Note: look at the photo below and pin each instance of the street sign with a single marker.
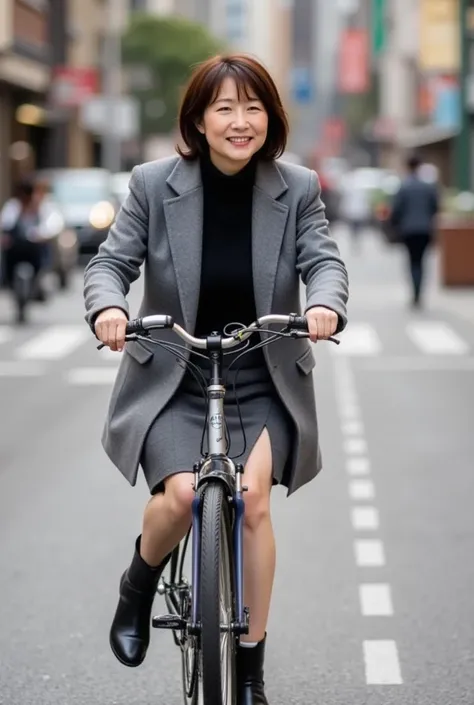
(379, 33)
(120, 116)
(301, 84)
(72, 86)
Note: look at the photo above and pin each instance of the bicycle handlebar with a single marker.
(140, 326)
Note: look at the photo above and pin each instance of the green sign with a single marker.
(378, 27)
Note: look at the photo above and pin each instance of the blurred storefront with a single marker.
(417, 54)
(438, 108)
(24, 81)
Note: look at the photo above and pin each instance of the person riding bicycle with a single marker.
(24, 228)
(226, 231)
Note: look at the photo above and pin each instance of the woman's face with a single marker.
(234, 129)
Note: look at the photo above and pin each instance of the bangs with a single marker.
(247, 83)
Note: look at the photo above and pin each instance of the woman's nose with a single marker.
(240, 119)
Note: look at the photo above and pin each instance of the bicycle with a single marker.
(208, 615)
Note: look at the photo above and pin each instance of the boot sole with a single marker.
(124, 663)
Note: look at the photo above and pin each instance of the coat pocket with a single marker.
(139, 351)
(306, 361)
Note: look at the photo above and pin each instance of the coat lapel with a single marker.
(184, 222)
(268, 227)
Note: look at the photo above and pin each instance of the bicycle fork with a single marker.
(241, 623)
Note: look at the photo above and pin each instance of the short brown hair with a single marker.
(203, 88)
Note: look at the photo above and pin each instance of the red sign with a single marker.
(354, 61)
(73, 86)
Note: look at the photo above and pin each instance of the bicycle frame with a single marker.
(217, 467)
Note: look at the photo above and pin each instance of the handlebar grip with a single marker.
(298, 322)
(134, 326)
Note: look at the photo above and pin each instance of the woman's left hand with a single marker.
(322, 323)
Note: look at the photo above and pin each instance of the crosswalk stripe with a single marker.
(87, 376)
(358, 339)
(6, 334)
(436, 338)
(382, 665)
(54, 343)
(16, 368)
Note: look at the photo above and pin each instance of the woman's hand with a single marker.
(110, 327)
(322, 323)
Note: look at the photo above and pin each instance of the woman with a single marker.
(225, 232)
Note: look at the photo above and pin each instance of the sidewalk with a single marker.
(378, 278)
(454, 300)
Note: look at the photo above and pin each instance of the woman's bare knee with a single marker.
(179, 494)
(258, 479)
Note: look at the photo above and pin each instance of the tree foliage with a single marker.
(159, 54)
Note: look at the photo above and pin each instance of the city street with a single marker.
(373, 600)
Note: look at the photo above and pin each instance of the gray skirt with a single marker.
(173, 443)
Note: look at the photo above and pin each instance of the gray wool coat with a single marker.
(160, 224)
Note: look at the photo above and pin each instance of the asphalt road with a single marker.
(373, 599)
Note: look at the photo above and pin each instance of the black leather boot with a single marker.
(130, 631)
(250, 683)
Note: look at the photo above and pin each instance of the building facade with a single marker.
(24, 81)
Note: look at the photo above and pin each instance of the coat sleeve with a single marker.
(110, 272)
(318, 260)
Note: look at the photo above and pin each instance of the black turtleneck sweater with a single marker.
(227, 293)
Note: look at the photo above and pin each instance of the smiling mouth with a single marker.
(239, 140)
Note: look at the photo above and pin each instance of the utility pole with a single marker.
(463, 139)
(58, 134)
(111, 72)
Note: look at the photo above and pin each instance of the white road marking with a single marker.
(382, 666)
(369, 552)
(353, 428)
(365, 518)
(54, 343)
(85, 376)
(6, 334)
(355, 446)
(436, 338)
(109, 355)
(381, 657)
(20, 369)
(358, 466)
(361, 489)
(349, 411)
(420, 363)
(375, 600)
(358, 339)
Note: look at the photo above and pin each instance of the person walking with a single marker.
(226, 231)
(413, 219)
------------------------
## [What this task involves]
Give the records above again in full and exactly, but exclude every picture.

## [Answer to this problem]
Note: look at the photo below and pin each instance of the street sign with a single marker.
(379, 33)
(120, 116)
(301, 84)
(72, 86)
Note: look at the photo above and pin each instance of the bicycle handlebar with a single marker.
(140, 326)
Note: look at the photo above and pin each instance of the green sign with a single marker.
(378, 27)
Note: look at the photo above and pin each instance of the blurred storefront with a single marker.
(417, 54)
(438, 108)
(24, 81)
Note: look at the photo above and pin each instance of the person riding bicycle with a single marker.
(24, 228)
(226, 231)
Note: look at the photo above and pin each instance of the woman's face with a single marker.
(234, 129)
Note: look at the photo above and pin each instance of the bangs with a single marker.
(247, 83)
Note: look at the photo above and pin each instance of the woman's nose with a single marker.
(240, 119)
Note: look at the photo above and pin each instance of the bicycle with a single marker.
(208, 615)
Note: look at the photo above and pin each instance of the boot sole with a single marker.
(124, 663)
Note: look at the photo above and pin each instance of the coat pocket with a single marker.
(139, 351)
(306, 361)
Note: look at the photo above and pin each instance of the coat lapel with a single marker.
(184, 222)
(268, 227)
Note: look at the photo above and pin each instance of the bicycle fork with a single marker.
(241, 623)
Note: look at the photo above and pin each instance of the short brown hair with a single marker.
(203, 88)
Note: look at the photo above and pin each instance of the red sign with a single marker.
(354, 61)
(73, 86)
Note: look at the photo above and pin each instance of the bicycle frame with a single marker.
(217, 467)
Note: look at the photo above and pin each instance of the handlebar grip with a single marker.
(298, 322)
(134, 326)
Note: look at the photo above and pin each instance of the woman's left hand with a single marker.
(322, 323)
Note: look at the photo above and pin each instance of the crosswalk stripe with a single marker.
(87, 376)
(358, 339)
(6, 334)
(436, 338)
(382, 665)
(54, 343)
(16, 368)
Note: look at the photo above and pin each instance of the woman's hand with a single marker.
(110, 327)
(322, 323)
Note: look at the photo above and pin each instance of the woman with a single marker.
(225, 232)
Note: look at the photo above and pin each instance of the sidewalk with a single marker.
(378, 278)
(454, 300)
Note: look at the photo above and pin each instance of the woman's bare knee with a single marker.
(179, 494)
(258, 479)
Note: look at the photo above and pin each instance of the tree foliage with a single marker.
(159, 54)
Note: look at the photo above and pin each instance of the city street with a single marker.
(373, 600)
Note: look at the photo above and pin each instance of the gray skirt with a single marker.
(173, 443)
Note: look at the photo above and pin each instance of the gray wool coat with a single marker.
(160, 224)
Note: look at the photo above and pin each instance of the asphalt road with a single marker.
(373, 599)
Note: look at the photo above and pin each instance of the black leather boot with a single marker.
(130, 631)
(250, 683)
Note: look at the photo above and pin each instance of the building facade with a single marker.
(24, 81)
Note: look at the photo above and pin each instance of the coat sleeve with a single marker.
(110, 272)
(318, 260)
Note: look at the photo above and pin each instance of the black turtleneck sweater with a single marker.
(227, 293)
Note: look at the photo above and pin each instance of the smiling mouth with a single marker.
(239, 140)
Note: look at the photo above and pin each instance of the utility pole with a single marker.
(463, 139)
(58, 134)
(111, 72)
Note: look at the photo above and pin each instance of the white road marking with a single marker.
(382, 666)
(369, 552)
(353, 428)
(365, 518)
(54, 343)
(85, 376)
(6, 334)
(355, 446)
(436, 338)
(109, 355)
(381, 657)
(20, 369)
(358, 466)
(361, 489)
(349, 411)
(420, 363)
(375, 600)
(358, 339)
Note: look at the photo above and pin each instance of the person walking with a single marker.
(226, 231)
(413, 219)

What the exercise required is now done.